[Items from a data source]

☆ ☆ ☆

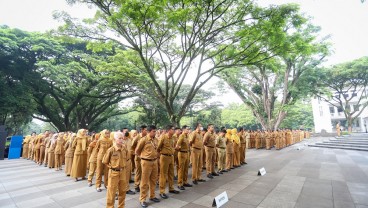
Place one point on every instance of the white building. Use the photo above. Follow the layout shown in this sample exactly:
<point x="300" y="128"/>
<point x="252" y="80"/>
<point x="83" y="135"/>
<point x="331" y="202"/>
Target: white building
<point x="326" y="116"/>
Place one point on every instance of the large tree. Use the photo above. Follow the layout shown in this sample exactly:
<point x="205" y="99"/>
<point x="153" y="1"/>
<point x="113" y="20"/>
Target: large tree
<point x="345" y="86"/>
<point x="64" y="78"/>
<point x="176" y="41"/>
<point x="270" y="87"/>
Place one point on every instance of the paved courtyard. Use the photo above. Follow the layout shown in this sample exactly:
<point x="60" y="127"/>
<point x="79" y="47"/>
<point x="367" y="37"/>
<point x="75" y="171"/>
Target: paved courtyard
<point x="297" y="176"/>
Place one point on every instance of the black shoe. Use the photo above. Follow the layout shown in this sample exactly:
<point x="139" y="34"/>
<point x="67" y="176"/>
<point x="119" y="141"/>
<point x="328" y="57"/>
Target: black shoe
<point x="174" y="192"/>
<point x="144" y="204"/>
<point x="187" y="185"/>
<point x="164" y="196"/>
<point x="155" y="200"/>
<point x="130" y="192"/>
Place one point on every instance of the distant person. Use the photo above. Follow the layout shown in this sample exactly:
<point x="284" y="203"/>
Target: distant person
<point x="338" y="130"/>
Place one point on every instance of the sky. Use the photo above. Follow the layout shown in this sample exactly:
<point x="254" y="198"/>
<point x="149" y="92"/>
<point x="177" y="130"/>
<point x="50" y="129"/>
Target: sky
<point x="345" y="20"/>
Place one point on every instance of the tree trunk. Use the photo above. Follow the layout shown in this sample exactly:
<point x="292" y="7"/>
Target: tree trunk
<point x="350" y="124"/>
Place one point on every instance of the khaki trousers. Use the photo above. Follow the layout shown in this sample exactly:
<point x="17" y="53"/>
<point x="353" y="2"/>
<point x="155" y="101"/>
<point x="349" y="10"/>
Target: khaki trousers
<point x="101" y="169"/>
<point x="221" y="162"/>
<point x="229" y="160"/>
<point x="148" y="180"/>
<point x="91" y="171"/>
<point x="196" y="163"/>
<point x="166" y="172"/>
<point x="138" y="171"/>
<point x="58" y="161"/>
<point x="242" y="152"/>
<point x="210" y="159"/>
<point x="128" y="173"/>
<point x="183" y="163"/>
<point x="42" y="154"/>
<point x="117" y="184"/>
<point x="45" y="160"/>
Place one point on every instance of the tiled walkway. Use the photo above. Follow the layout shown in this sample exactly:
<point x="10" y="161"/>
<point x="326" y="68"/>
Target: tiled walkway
<point x="308" y="177"/>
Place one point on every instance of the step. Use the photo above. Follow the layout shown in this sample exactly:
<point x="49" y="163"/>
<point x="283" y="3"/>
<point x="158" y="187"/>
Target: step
<point x="344" y="145"/>
<point x="338" y="142"/>
<point x="339" y="147"/>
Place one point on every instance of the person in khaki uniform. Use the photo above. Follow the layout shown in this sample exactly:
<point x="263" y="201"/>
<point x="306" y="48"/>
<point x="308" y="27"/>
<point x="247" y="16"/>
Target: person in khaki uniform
<point x="182" y="146"/>
<point x="115" y="159"/>
<point x="221" y="151"/>
<point x="102" y="145"/>
<point x="236" y="143"/>
<point x="25" y="146"/>
<point x="58" y="146"/>
<point x="51" y="151"/>
<point x="147" y="151"/>
<point x="46" y="141"/>
<point x="137" y="159"/>
<point x="37" y="142"/>
<point x="229" y="150"/>
<point x="196" y="143"/>
<point x="92" y="159"/>
<point x="209" y="142"/>
<point x="128" y="143"/>
<point x="69" y="153"/>
<point x="79" y="166"/>
<point x="166" y="149"/>
<point x="243" y="143"/>
<point x="31" y="146"/>
<point x="176" y="160"/>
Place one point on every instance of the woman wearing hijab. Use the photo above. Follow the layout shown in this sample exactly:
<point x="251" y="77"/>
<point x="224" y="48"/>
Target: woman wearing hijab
<point x="69" y="153"/>
<point x="58" y="146"/>
<point x="50" y="151"/>
<point x="102" y="145"/>
<point x="25" y="147"/>
<point x="79" y="166"/>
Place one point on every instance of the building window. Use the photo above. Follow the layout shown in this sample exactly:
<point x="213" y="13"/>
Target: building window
<point x="356" y="107"/>
<point x="340" y="110"/>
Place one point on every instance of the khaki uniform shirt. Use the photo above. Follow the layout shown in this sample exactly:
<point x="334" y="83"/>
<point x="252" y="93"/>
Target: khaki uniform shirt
<point x="183" y="143"/>
<point x="166" y="145"/>
<point x="102" y="145"/>
<point x="147" y="148"/>
<point x="209" y="139"/>
<point x="221" y="142"/>
<point x="115" y="157"/>
<point x="196" y="140"/>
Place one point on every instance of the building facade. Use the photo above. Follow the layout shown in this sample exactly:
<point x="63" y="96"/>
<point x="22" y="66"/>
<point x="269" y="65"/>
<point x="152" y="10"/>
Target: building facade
<point x="326" y="115"/>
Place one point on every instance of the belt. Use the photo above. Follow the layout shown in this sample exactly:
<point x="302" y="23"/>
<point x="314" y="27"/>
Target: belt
<point x="149" y="159"/>
<point x="167" y="155"/>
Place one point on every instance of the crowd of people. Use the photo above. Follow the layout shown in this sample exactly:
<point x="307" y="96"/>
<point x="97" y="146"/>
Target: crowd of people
<point x="153" y="156"/>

☆ ☆ ☆

Your answer must be an exact copy of the records, without the pictures.

Place one point on every instance of the white building. Use the photo above. Follow the layout shown in this sample exactly:
<point x="300" y="128"/>
<point x="252" y="80"/>
<point x="83" y="135"/>
<point x="331" y="202"/>
Target: white building
<point x="326" y="116"/>
Place one point on every instance of the large tree. Use the photo above. Follow the layout shown in this sample exactly:
<point x="205" y="99"/>
<point x="153" y="1"/>
<point x="113" y="20"/>
Target: large tree
<point x="345" y="86"/>
<point x="64" y="78"/>
<point x="176" y="41"/>
<point x="270" y="87"/>
Place one point on every instance of the paved courtyard. Use the photo above. Follow the layout shown in this sample exactly:
<point x="60" y="127"/>
<point x="79" y="47"/>
<point x="367" y="37"/>
<point x="75" y="171"/>
Target: paved courtyard
<point x="297" y="176"/>
Place one point on every instance of the black shoe. Use the photo above. Follow the layout shown in this sample exactly:
<point x="139" y="34"/>
<point x="67" y="176"/>
<point x="119" y="141"/>
<point x="328" y="57"/>
Target: black shoe
<point x="174" y="192"/>
<point x="144" y="204"/>
<point x="187" y="185"/>
<point x="164" y="196"/>
<point x="155" y="200"/>
<point x="130" y="192"/>
Place one point on every instance of the distant person. Use the photo above. Follow the layout shown in this sample exactly:
<point x="284" y="203"/>
Target: distant person
<point x="338" y="130"/>
Place one point on every instance of the sky. Use the photo above. Follow the layout shown in this sample exactly:
<point x="254" y="198"/>
<point x="149" y="92"/>
<point x="177" y="130"/>
<point x="50" y="129"/>
Target: sky
<point x="345" y="20"/>
Place one point on every instance of the tree trunk. Use the photo above. Follow the layout shown in this sample exactly:
<point x="292" y="7"/>
Target: tree trunk
<point x="350" y="124"/>
Place one point on every instance of the khaki trousers. Use the photo above. Follow the layout shown in this sample exactly:
<point x="17" y="53"/>
<point x="353" y="2"/>
<point x="155" y="101"/>
<point x="349" y="10"/>
Target: khaki trousers
<point x="101" y="169"/>
<point x="221" y="162"/>
<point x="229" y="160"/>
<point x="148" y="180"/>
<point x="91" y="171"/>
<point x="196" y="163"/>
<point x="166" y="172"/>
<point x="138" y="171"/>
<point x="58" y="161"/>
<point x="242" y="152"/>
<point x="210" y="159"/>
<point x="128" y="173"/>
<point x="183" y="163"/>
<point x="42" y="154"/>
<point x="117" y="184"/>
<point x="45" y="160"/>
Place one point on every instance of the tiled walkway. Use the photo above. Follow the layout shown in this sample exactly:
<point x="10" y="161"/>
<point x="326" y="68"/>
Target: tiled walkway
<point x="308" y="177"/>
Place one point on every instance of the step. Use the photo above. Follow the layout shown in this sample exactly:
<point x="49" y="163"/>
<point x="283" y="3"/>
<point x="158" y="187"/>
Target: step
<point x="344" y="145"/>
<point x="338" y="142"/>
<point x="339" y="147"/>
Place one point on every instance of the person in khaki uniform. Use the photo above. Follow the layout shown in this sample exactly:
<point x="263" y="201"/>
<point x="306" y="48"/>
<point x="308" y="27"/>
<point x="247" y="16"/>
Target: person in khaki uniform
<point x="182" y="146"/>
<point x="115" y="159"/>
<point x="221" y="151"/>
<point x="102" y="145"/>
<point x="236" y="143"/>
<point x="25" y="146"/>
<point x="58" y="146"/>
<point x="51" y="151"/>
<point x="147" y="151"/>
<point x="46" y="141"/>
<point x="137" y="159"/>
<point x="37" y="142"/>
<point x="229" y="150"/>
<point x="196" y="143"/>
<point x="92" y="159"/>
<point x="209" y="142"/>
<point x="128" y="143"/>
<point x="69" y="153"/>
<point x="79" y="166"/>
<point x="166" y="149"/>
<point x="243" y="143"/>
<point x="31" y="146"/>
<point x="176" y="160"/>
Place one point on every instance of the woman wearing hijab. Use the photo above. Follow the layout shown in this sample exactly:
<point x="251" y="77"/>
<point x="224" y="48"/>
Target: woman wearing hijab
<point x="69" y="153"/>
<point x="58" y="146"/>
<point x="50" y="151"/>
<point x="102" y="145"/>
<point x="25" y="147"/>
<point x="79" y="166"/>
Place one point on every instance of the building window. Use the photo above. Follow the layout shown in this sample exactly:
<point x="213" y="13"/>
Target: building window
<point x="356" y="107"/>
<point x="340" y="110"/>
Place one point on every instance of the khaki uniform shirt. Use the photo above. Follow the layout shown in this sample exactly:
<point x="334" y="83"/>
<point x="252" y="93"/>
Target: khaki uniform shirt
<point x="183" y="143"/>
<point x="166" y="145"/>
<point x="102" y="145"/>
<point x="147" y="148"/>
<point x="209" y="139"/>
<point x="221" y="142"/>
<point x="115" y="157"/>
<point x="196" y="140"/>
Place one point on every instance of the building facade. Use the photo above. Follow the layout shown in this sample exactly:
<point x="63" y="96"/>
<point x="22" y="66"/>
<point x="269" y="65"/>
<point x="152" y="10"/>
Target: building facade
<point x="326" y="115"/>
Place one point on every instance of the belt. Use the photo above. Follow the layout shown in this sample exactly:
<point x="302" y="23"/>
<point x="314" y="27"/>
Target: belt
<point x="149" y="159"/>
<point x="167" y="155"/>
Place one point on every instance of the crowd of people. Use the photo above. Follow the layout shown in this sample exactly:
<point x="307" y="96"/>
<point x="97" y="146"/>
Target: crowd of people
<point x="153" y="156"/>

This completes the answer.